# Exercise details
Reproduce word for word the stretch of entries that opens with the line containing "Rapid-fire question: Where does the dark" and closes with the line containing "216 175 231 199", including both of those lines.

** START OF Dataset extract **

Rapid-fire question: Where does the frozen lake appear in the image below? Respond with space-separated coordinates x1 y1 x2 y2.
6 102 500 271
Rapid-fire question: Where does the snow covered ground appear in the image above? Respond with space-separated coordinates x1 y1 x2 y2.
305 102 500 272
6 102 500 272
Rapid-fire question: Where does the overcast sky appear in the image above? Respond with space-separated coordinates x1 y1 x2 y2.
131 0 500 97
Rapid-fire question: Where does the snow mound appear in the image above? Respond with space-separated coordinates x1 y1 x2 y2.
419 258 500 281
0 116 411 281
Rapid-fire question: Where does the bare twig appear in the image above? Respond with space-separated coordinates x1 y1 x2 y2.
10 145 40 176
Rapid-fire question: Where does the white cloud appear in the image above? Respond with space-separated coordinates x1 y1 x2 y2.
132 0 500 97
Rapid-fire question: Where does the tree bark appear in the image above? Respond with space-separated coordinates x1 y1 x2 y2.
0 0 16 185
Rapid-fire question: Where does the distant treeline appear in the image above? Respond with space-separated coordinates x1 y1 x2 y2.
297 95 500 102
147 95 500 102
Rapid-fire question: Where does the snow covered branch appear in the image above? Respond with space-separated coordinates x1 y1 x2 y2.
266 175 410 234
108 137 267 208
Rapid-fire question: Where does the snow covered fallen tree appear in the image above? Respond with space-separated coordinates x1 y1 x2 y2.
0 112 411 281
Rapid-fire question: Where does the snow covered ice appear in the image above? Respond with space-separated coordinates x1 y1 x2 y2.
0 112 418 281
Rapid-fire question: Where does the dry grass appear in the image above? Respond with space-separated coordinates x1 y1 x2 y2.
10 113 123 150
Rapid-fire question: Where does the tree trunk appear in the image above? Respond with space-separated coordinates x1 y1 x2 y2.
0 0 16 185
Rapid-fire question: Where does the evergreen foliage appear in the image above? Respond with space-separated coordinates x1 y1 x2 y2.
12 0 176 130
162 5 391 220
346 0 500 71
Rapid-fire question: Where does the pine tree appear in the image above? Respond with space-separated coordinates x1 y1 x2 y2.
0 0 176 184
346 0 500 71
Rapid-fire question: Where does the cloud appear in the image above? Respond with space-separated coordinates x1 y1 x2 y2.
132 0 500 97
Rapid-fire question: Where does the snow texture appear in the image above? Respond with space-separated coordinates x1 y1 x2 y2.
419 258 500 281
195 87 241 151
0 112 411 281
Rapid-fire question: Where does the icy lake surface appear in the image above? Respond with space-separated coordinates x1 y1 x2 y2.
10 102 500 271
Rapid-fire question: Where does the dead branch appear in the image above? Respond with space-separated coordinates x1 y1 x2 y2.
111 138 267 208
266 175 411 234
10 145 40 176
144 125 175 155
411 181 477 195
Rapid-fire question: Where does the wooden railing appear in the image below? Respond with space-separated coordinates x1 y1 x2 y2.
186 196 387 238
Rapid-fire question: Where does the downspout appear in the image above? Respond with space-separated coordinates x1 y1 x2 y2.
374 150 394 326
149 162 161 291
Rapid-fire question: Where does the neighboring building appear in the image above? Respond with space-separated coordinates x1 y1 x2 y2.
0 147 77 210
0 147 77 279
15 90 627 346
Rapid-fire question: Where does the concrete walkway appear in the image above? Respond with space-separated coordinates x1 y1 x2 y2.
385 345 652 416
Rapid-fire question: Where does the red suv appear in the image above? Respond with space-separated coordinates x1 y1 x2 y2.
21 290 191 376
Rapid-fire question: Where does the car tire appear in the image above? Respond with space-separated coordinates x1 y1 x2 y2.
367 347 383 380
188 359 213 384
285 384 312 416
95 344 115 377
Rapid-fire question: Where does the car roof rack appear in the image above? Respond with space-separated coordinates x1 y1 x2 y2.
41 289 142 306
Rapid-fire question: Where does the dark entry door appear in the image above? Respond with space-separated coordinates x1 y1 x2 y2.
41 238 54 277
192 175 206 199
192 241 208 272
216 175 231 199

** END OF Dataset extract **
** START OF Dataset extract **

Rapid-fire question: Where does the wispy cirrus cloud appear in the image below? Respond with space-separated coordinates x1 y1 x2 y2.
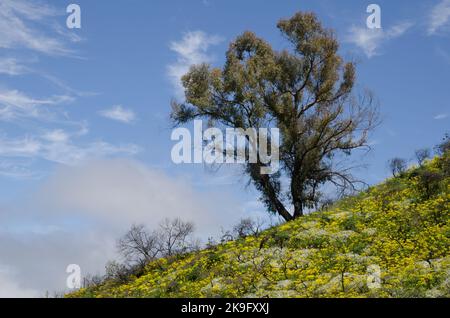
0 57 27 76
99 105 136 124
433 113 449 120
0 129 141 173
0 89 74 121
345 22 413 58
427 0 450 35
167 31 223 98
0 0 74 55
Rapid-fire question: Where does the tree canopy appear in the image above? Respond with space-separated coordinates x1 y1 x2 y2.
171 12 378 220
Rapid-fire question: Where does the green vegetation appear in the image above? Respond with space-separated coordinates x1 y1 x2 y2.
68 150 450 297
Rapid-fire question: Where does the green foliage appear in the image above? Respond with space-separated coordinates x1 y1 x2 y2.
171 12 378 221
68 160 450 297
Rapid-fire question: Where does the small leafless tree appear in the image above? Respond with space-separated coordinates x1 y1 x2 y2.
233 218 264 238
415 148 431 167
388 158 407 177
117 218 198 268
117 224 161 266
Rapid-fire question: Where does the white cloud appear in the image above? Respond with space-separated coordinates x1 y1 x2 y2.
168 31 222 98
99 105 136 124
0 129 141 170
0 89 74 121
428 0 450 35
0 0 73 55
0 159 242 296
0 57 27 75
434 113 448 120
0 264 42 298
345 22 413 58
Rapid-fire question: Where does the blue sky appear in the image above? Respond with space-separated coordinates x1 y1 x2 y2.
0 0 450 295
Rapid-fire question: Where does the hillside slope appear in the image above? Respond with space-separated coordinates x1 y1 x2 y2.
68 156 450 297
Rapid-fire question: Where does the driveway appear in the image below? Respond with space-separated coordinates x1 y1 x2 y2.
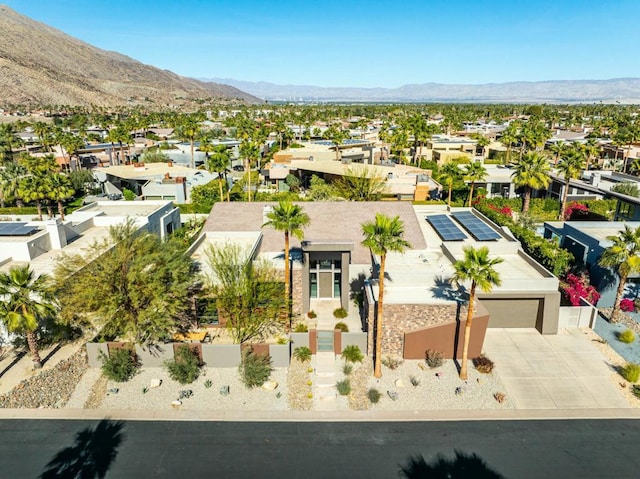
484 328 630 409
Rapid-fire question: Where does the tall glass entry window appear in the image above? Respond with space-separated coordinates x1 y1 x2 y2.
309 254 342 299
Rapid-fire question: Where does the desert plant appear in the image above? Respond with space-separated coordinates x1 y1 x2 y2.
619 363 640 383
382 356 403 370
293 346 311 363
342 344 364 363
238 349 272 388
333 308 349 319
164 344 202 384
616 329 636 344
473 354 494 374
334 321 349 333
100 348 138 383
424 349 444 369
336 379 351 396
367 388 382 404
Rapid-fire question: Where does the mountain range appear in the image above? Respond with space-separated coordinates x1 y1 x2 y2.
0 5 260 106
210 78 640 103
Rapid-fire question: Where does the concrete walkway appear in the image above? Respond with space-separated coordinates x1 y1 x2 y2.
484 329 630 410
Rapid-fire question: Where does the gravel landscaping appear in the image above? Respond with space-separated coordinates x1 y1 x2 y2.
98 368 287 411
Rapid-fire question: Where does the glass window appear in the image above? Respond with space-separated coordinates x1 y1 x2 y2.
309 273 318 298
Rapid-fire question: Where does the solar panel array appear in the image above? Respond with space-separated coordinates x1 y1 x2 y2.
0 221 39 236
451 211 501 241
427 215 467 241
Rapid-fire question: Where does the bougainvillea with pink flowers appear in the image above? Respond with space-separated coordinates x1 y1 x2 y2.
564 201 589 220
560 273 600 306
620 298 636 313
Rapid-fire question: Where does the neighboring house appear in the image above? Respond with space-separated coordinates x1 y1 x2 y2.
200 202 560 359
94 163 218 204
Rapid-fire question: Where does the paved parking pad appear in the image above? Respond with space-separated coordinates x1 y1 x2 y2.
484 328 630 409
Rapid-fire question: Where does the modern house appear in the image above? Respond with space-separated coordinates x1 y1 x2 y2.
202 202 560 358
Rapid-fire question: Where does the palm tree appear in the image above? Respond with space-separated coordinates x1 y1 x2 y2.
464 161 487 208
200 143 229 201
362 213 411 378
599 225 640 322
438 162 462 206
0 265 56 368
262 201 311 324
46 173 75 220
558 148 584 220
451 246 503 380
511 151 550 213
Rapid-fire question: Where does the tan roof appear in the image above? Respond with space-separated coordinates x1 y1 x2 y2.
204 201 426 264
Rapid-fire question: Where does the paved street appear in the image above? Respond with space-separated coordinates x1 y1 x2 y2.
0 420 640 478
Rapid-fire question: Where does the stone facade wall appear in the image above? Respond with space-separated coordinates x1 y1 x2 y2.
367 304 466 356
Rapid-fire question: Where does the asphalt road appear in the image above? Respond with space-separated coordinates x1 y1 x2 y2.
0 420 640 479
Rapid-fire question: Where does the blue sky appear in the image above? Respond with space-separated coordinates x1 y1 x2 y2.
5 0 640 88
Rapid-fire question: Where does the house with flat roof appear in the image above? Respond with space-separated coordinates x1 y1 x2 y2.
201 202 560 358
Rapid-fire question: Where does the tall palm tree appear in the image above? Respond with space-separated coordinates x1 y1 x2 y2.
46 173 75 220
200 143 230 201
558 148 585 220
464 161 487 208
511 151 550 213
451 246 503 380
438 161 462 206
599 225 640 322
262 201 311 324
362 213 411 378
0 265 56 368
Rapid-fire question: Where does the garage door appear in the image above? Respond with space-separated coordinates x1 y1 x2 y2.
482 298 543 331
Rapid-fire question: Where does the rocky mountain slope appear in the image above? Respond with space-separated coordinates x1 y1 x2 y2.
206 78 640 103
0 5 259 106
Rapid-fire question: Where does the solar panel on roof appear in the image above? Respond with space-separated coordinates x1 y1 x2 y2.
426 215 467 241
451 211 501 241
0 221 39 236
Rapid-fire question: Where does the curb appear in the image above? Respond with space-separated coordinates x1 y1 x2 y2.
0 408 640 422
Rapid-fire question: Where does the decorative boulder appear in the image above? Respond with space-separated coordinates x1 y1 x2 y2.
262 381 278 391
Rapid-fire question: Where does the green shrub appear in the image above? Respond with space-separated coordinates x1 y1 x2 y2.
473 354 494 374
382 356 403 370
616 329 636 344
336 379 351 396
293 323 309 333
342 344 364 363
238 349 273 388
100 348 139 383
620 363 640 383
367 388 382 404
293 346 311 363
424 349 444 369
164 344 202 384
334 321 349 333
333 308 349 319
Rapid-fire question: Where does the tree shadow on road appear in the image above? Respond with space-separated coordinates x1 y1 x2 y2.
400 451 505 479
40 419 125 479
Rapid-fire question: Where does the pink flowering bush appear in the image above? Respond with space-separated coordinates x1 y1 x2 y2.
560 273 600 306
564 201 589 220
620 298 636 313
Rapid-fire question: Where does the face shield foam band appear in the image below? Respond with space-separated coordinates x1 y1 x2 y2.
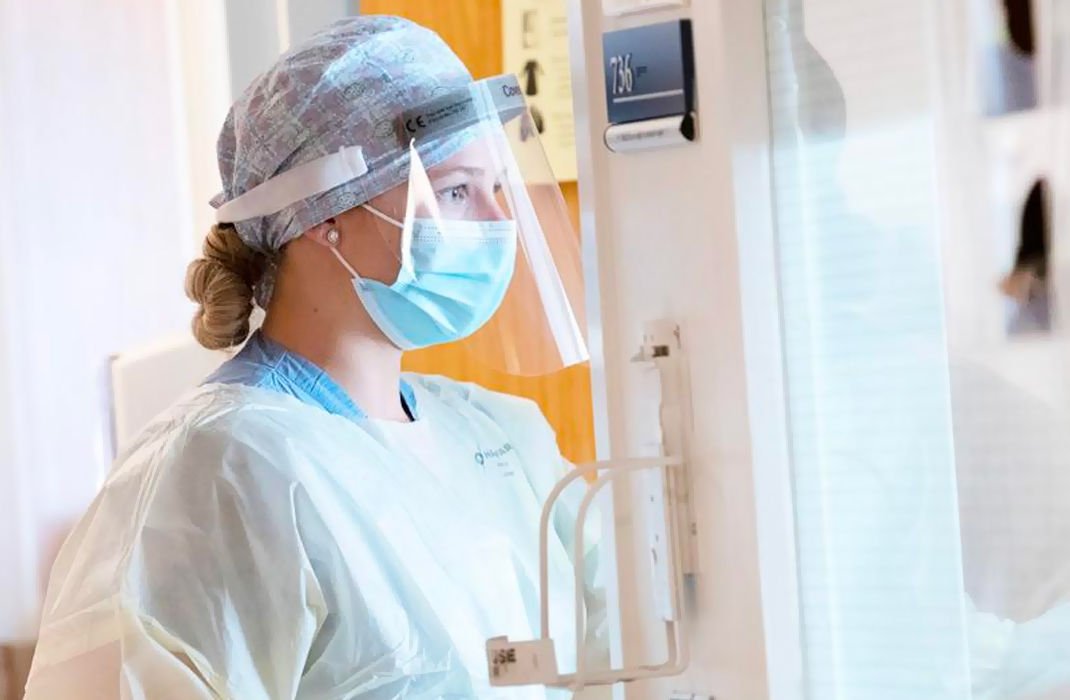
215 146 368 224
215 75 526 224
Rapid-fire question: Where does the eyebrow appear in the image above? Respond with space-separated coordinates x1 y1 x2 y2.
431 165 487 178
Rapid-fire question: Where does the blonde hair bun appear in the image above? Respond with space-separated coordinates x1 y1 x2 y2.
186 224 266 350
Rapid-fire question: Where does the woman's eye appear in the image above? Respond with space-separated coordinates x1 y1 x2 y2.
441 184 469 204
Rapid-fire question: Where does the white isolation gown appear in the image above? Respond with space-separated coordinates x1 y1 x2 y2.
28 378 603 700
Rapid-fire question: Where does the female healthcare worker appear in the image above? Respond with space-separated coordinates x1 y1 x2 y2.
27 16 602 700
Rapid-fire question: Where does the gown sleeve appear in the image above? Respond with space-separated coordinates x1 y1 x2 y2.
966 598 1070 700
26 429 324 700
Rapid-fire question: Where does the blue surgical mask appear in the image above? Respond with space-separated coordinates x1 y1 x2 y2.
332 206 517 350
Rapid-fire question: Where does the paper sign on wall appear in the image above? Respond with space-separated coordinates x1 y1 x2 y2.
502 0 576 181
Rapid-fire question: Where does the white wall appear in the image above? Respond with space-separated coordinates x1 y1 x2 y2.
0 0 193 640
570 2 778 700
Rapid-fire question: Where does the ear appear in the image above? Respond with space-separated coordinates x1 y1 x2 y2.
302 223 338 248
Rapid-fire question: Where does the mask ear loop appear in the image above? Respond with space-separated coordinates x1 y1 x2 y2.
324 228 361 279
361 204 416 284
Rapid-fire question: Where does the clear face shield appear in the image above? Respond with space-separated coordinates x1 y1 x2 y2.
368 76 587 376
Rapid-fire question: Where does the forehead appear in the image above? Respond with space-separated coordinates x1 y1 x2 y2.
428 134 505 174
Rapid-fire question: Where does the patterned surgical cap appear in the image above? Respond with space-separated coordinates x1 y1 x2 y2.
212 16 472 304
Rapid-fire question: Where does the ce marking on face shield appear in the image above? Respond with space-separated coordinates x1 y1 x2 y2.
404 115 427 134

** END OF Dataset extract **

# Result for this exercise
Rapid-fire question: Where does the dark entry door appear in the image above? Respond with space-separated coordinates x1 y1 x2 y2.
41 238 54 277
192 175 206 199
192 241 208 272
216 175 231 199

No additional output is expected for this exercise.